Kutipan:
☆ ☆ ☆ ☆ ☆

CP gandeng OSA menggarap Ketapang
Namun, wilayah Ketapang itu sungguh terlalu luas bagi para imam dan bruder misionaris CP.
Karena itu, sudah sedari akhir tahun 1948, Vikaris Apostolik Borneo Belanda Mgr. Tarcisius TJ Valenberg OFMCap sudah mantap berkeputusan ingin “menggandeng” para suster Augustinessen dari Heemstede (OSA) agar bersedia datang menyemai karya misi di Ketapang.
Permintaan ini akhirnya menemukan perwujudannya dengan datangnya lima orang suster muda OSA yang berhasil mendarat tiba di Ketapang tanggal 6 Desember 1949.
Jadi, kedatangan lima orang suster OSA di Ketapang itu terjadi dalam kurun waktu empat tahun kurang sebulan, setelah sebelumnya para imam dan bruder misionaris Congregatio Passionis (CP) sudah berjibaku terlebih dahulu melayani Umat Katolik di Ketapang.

☆ ☆ ☆ ☆ ☆

Data Hasil Ekstraksi:
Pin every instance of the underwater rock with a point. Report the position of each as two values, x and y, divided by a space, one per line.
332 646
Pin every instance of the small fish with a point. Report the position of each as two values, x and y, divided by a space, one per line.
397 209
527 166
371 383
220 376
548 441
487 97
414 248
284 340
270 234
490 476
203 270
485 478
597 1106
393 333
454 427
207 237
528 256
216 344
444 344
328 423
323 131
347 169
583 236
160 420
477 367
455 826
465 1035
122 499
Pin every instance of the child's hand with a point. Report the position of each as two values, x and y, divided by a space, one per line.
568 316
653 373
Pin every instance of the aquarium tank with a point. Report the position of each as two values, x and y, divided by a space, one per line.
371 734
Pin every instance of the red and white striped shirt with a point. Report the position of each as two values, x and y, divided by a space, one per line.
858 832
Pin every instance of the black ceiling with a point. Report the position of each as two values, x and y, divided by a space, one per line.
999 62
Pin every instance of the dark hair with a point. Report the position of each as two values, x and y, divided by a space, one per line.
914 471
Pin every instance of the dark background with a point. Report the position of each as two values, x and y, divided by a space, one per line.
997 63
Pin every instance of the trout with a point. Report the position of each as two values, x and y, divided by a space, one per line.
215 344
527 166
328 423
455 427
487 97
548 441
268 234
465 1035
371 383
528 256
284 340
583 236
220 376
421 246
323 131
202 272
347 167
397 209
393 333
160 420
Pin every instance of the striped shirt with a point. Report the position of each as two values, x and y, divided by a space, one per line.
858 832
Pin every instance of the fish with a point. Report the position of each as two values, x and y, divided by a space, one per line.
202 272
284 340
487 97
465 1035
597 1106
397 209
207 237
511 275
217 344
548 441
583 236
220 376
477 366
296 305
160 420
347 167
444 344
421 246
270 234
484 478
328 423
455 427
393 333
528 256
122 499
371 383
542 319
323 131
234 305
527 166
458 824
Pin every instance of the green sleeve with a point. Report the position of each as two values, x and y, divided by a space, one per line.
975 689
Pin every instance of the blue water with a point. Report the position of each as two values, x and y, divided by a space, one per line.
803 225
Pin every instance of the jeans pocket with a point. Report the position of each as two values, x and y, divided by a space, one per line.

☆ ☆ ☆ ☆ ☆

Petunjuk:
• 1. Salin tanpa perubahan bagian kutipan tentang misi di Ketapang yang dimulai dari "CP gandeng OSA" dan berakhir pada "Katolik di Ketapang.".
• 2. Menurut kutipan tentang misi di Ketapang, pada tanggal berapa lima suster muda OSA tiba di Ketapang?
Item-item di atas tidak diperlukan untuk pengerjaan ini.

Jawaban per Tugas:
• 1.
CP gandeng OSA menggarap Ketapang
Namun, wilayah Ketapang itu sungguh terlalu luas bagi para imam dan bruder misionaris CP.
Karena itu, sudah sedari akhir tahun 1948, Vikaris Apostolik Borneo Belanda Mgr. Tarcisius TJ Valenberg OFMCap sudah mantap berkeputusan ingin “menggandeng” para suster Augustinessen dari Heemstede (OSA) agar bersedia datang menyemai karya misi di Ketapang.
Permintaan ini akhirnya menemukan perwujudannya dengan datangnya lima orang suster muda OSA yang berhasil mendarat tiba di Ketapang tanggal 6 Desember 1949.
Jadi, kedatangan lima orang suster OSA di Ketapang itu terjadi dalam kurun waktu empat tahun kurang sebulan, setelah sebelumnya para imam dan bruder misionaris Congregatio Passionis (CP) sudah berjibaku terlebih dahulu melayani Umat Katolik di Ketapang.

• 2. Pada tanggal 6 Desember 1949.